● **Excerpt provided**:
I think this particular case with Twitter is better now. At least: - I verified that keypress-triggered reflows aren't reflowing frames that are part of the conversation backscroll. So: that's a sign that we're not reflowing unboundedly-expensive arbitrary amounts of content. (That's what was unboundedly-slow over in bug 1376536.) - I captured a profile of me typing "123456" (with a pause between each character) into a twitter DM with ~medium amount of backscroll (25 messages), and I got this profile: https://perfht.ml/2T0qv9p We're spending 16ms of the time there with DoReflow in the backtrace (which averages to 16ms/6-keypresses = 2.6ms per keypress, though that's actually broken down into several different reflows per keypress since Twitter is doing a lot at once, and none of the individual reflows is longer than 2ms as you can see in the "Marker Chart" view.) Meanwhile, if I perform the same experiment in Chrome, they report spending over twice as much time in layout (34ms and 36ms in the two tests that I did). Compare this (particularly <2ms reflow times) to the ~28ms reflow times in comment 0, and it seems likely this is fixed. Overholt: if you happen to still have the expensive-to-type-in twitter-DM-conversation available to test with (The one that you used in bug 1373023), it'd be great if you could reprofile just to double check my measurements! But for now, I'm going to call this WORKSFORME.

● **Supplied material**:
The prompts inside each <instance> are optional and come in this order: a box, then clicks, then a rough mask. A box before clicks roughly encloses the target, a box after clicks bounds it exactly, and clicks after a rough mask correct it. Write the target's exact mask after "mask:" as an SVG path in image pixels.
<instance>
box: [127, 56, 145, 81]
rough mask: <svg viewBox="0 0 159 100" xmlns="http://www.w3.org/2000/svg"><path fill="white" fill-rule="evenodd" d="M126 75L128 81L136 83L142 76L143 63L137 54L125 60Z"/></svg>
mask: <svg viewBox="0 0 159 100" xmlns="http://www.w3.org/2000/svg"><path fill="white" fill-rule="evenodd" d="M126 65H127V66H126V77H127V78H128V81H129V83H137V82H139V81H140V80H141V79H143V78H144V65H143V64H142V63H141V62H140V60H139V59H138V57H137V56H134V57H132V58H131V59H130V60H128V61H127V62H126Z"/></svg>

● **Task item**: In the bug comment about typing in a Twitter DM, how much time did Chrome report spending in layout in the two tests?

● **Output of the task**: 34ms and 36ms